==== Provided records ====

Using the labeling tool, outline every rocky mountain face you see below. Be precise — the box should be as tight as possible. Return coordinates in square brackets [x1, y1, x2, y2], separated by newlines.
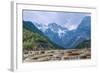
[23, 16, 91, 49]
[35, 16, 91, 49]
[23, 21, 65, 52]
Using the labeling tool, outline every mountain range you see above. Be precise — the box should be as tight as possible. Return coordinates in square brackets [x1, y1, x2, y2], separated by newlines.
[23, 16, 91, 49]
[34, 16, 91, 48]
[23, 21, 65, 51]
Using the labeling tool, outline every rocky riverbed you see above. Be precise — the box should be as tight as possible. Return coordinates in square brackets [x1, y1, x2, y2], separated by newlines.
[23, 48, 91, 62]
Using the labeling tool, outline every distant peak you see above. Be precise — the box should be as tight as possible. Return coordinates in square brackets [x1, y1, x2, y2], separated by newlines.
[48, 23, 59, 27]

====

What this task involves: Transcribe every line from the records above without alteration, and leave out the images.

Answer area:
Using the labeling tool, outline every rocky mountain face you see below. Be precise — the box should be as tight as possible. Return coordinates in square brackets [x1, y1, x2, y2], separated by newlines.
[23, 16, 91, 49]
[35, 16, 91, 49]
[23, 21, 65, 52]
Using the labeling tool, outline every mountain range you see above. Be precise — the box should be as tight as possible. Return coordinates in square brackets [x1, y1, x2, y2], separated by newlines.
[23, 16, 91, 49]
[34, 16, 91, 48]
[23, 21, 65, 51]
Using the labeling tool, outline every rocky riverbed you see above. Be precise — the box should be as tight as possible. Return coordinates in square brackets [x1, y1, x2, y2], separated by newlines.
[23, 48, 91, 62]
Using the labeling tool, outline every distant peak you see above. Be precise — the box should be as tight as possible. Return coordinates in square brackets [x1, y1, x2, y2], separated by newlines.
[48, 23, 59, 27]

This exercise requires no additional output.